[[ Dataset, beginning ]]
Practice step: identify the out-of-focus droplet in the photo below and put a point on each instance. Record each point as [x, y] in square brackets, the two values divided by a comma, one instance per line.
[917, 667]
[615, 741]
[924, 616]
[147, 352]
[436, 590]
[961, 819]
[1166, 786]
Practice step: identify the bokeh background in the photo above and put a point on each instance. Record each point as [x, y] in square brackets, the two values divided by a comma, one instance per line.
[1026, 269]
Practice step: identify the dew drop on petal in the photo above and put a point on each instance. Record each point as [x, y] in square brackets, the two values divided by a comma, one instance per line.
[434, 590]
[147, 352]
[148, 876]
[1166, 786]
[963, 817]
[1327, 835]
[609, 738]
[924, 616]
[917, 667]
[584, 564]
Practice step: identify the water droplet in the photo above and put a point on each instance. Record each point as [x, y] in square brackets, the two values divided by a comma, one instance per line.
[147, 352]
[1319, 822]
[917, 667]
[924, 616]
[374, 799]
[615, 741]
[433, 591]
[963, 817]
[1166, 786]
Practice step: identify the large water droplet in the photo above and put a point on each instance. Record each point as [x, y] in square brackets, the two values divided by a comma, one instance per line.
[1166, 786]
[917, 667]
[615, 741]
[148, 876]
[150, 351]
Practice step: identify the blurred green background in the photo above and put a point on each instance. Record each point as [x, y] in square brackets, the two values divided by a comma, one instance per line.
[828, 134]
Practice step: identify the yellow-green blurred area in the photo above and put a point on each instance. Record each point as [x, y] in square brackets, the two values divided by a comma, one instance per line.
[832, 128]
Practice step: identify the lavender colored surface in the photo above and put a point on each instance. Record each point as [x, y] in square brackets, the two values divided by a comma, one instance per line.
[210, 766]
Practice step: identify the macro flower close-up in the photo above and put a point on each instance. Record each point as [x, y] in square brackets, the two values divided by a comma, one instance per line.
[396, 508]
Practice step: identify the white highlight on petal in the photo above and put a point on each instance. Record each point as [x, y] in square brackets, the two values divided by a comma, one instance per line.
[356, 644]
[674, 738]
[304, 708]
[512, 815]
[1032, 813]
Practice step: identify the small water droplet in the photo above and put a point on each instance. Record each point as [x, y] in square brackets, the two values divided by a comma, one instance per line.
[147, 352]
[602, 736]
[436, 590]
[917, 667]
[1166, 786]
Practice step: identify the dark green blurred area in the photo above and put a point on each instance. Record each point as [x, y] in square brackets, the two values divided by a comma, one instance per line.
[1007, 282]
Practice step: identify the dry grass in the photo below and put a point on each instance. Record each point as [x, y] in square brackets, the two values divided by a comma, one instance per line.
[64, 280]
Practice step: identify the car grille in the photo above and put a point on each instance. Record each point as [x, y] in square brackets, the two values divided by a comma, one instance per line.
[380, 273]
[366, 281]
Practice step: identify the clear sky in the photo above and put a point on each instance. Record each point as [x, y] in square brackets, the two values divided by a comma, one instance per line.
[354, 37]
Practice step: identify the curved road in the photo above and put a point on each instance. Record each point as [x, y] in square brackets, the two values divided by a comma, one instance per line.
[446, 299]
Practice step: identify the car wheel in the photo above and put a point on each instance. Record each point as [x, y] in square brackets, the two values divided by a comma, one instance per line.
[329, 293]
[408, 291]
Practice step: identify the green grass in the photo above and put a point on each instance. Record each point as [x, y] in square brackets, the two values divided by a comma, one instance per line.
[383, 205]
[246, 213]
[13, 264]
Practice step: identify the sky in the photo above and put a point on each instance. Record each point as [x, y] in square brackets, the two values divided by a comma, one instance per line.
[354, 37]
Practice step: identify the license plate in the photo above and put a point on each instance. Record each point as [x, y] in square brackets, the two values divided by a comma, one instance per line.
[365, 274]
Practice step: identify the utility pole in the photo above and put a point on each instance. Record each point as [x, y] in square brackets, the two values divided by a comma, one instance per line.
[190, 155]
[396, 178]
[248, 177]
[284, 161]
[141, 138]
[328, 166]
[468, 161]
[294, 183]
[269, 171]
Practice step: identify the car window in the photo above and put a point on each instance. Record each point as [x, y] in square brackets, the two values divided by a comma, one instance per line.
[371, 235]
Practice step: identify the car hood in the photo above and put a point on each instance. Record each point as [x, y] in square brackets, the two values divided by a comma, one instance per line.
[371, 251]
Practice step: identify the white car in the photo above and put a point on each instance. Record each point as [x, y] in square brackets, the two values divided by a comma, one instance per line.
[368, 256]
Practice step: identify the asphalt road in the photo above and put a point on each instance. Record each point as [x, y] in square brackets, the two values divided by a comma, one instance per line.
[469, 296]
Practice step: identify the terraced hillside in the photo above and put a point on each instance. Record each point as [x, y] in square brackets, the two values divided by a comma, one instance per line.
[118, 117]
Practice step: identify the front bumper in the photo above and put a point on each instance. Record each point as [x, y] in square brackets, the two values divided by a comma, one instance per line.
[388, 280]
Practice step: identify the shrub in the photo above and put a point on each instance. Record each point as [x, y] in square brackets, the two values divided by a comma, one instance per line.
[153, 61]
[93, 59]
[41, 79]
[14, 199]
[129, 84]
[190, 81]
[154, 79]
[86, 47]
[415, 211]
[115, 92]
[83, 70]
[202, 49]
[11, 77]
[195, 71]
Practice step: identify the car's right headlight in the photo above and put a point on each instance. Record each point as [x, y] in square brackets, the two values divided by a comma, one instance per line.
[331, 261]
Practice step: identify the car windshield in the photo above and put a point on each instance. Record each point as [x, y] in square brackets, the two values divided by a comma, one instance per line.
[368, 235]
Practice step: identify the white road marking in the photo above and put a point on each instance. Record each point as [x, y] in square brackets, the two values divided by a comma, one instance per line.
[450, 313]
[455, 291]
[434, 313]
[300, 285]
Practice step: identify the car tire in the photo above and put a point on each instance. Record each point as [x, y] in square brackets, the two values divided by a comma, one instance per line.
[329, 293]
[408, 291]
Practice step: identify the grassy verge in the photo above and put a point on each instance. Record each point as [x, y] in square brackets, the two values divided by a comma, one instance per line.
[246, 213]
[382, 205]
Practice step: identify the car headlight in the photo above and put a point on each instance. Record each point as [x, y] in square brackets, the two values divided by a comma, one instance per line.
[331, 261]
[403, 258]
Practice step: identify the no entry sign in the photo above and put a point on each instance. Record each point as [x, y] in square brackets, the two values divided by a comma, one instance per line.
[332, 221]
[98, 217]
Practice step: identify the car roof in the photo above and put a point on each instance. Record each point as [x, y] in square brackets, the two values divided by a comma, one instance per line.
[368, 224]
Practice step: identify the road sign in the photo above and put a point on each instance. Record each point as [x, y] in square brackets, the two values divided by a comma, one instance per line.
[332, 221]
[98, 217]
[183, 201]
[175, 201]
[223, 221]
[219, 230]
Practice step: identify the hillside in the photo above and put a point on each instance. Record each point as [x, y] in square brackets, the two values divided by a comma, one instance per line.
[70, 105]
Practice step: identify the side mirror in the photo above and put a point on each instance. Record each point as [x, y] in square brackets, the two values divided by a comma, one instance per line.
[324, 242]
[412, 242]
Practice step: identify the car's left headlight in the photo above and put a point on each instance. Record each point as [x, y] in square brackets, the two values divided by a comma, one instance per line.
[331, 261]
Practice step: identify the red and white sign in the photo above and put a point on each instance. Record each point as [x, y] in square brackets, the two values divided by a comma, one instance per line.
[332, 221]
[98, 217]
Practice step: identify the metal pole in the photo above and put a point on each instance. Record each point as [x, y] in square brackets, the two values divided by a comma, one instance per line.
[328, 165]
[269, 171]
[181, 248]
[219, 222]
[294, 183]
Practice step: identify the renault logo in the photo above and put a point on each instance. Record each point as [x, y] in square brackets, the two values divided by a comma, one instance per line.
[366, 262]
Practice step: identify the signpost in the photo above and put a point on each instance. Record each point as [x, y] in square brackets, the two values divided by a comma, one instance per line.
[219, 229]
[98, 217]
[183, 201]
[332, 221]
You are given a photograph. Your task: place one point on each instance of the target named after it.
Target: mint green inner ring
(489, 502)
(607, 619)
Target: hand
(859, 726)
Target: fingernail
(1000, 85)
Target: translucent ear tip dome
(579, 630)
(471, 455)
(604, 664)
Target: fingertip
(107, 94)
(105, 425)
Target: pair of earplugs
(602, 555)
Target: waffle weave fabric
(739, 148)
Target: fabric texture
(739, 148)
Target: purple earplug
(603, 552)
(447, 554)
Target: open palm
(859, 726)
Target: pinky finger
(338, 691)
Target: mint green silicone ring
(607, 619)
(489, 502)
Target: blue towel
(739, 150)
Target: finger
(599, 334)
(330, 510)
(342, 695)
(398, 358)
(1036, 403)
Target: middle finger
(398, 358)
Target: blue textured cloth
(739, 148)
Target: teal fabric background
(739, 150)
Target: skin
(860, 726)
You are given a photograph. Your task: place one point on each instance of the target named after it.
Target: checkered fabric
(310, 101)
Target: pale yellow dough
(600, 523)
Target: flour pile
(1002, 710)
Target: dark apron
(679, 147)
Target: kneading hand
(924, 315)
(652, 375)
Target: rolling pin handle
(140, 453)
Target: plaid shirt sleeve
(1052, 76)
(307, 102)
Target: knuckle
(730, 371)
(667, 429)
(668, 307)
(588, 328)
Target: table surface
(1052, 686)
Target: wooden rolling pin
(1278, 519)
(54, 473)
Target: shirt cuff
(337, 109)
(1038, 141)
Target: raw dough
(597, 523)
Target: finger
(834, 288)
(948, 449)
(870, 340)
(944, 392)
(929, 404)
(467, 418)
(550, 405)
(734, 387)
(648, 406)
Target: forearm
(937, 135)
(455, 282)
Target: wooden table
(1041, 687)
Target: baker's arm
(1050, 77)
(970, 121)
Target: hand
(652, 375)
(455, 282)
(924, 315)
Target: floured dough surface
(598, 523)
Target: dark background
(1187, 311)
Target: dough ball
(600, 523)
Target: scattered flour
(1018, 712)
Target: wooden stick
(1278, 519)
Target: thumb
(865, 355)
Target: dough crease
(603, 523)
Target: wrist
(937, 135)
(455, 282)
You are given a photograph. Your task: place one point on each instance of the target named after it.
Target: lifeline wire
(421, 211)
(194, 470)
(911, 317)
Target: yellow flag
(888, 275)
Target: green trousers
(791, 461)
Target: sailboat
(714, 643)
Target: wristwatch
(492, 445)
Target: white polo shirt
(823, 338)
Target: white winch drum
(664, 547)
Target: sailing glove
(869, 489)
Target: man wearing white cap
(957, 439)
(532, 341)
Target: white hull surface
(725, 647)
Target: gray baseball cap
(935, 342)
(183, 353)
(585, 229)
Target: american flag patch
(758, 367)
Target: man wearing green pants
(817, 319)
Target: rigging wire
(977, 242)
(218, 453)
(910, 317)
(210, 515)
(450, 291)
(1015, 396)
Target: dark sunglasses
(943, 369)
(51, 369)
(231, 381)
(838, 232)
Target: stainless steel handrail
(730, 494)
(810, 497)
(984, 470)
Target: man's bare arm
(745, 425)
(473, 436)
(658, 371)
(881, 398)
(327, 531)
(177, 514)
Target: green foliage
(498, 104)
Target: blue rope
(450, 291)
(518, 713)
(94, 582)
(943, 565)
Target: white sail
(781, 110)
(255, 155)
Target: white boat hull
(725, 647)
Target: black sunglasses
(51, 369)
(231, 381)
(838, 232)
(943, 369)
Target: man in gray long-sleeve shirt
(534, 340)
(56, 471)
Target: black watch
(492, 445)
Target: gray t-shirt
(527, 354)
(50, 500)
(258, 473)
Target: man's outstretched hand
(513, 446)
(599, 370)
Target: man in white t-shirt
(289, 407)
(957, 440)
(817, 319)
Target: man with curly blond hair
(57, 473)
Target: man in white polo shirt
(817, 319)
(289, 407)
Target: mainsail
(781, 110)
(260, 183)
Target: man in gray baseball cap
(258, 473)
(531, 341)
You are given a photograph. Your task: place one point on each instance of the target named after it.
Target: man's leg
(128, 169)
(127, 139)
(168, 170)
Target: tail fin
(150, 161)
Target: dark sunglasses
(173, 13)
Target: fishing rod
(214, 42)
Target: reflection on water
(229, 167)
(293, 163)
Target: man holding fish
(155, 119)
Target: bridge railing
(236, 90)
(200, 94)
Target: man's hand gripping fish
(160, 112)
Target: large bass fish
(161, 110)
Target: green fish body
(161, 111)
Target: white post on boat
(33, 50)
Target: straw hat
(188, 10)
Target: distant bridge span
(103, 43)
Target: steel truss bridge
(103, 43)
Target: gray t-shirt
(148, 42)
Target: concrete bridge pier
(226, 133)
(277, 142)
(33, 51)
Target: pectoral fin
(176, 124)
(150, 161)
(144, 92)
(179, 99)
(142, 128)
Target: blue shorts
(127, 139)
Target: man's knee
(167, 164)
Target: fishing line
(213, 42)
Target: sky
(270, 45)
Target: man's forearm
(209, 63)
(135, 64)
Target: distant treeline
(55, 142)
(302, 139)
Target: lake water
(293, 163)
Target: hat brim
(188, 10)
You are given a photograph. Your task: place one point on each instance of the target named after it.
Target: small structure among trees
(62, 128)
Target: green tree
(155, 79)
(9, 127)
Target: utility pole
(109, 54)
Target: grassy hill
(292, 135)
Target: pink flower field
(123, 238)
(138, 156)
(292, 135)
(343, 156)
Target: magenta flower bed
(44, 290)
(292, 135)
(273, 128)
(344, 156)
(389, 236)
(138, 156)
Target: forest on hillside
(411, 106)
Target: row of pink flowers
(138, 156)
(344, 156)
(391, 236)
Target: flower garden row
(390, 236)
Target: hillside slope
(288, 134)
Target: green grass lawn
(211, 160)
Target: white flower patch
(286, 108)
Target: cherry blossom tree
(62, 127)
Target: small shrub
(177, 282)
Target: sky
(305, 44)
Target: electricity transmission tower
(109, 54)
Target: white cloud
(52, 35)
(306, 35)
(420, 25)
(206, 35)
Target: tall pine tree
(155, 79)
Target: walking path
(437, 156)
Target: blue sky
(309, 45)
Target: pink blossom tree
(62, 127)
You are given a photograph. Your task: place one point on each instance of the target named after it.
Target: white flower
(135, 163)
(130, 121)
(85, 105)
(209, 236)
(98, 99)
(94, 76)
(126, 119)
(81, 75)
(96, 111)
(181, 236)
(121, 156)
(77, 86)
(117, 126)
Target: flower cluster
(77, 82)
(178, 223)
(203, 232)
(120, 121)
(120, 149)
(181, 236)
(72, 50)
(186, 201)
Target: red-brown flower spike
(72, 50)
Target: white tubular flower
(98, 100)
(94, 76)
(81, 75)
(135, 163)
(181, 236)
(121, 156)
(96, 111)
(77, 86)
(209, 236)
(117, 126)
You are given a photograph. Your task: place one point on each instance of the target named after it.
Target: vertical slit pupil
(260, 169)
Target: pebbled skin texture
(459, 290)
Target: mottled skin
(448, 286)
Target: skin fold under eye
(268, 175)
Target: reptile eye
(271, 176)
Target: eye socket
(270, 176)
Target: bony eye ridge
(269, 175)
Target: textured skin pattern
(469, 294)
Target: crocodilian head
[[ Dataset, end ]]
Task details ▸
From the line that contains "Target: vertical slit pupil" down to the last line above, print each line exactly as it appears.

Answer to the problem ▸
Target: vertical slit pupil
(260, 169)
Target: pebbled skin texture
(459, 290)
Target: mottled skin
(448, 286)
Target: skin fold under eye
(268, 175)
Target: reptile eye
(271, 176)
Target: eye socket
(270, 176)
Target: bony eye ridge
(269, 175)
Target: textured skin pattern
(469, 294)
Target: crocodilian head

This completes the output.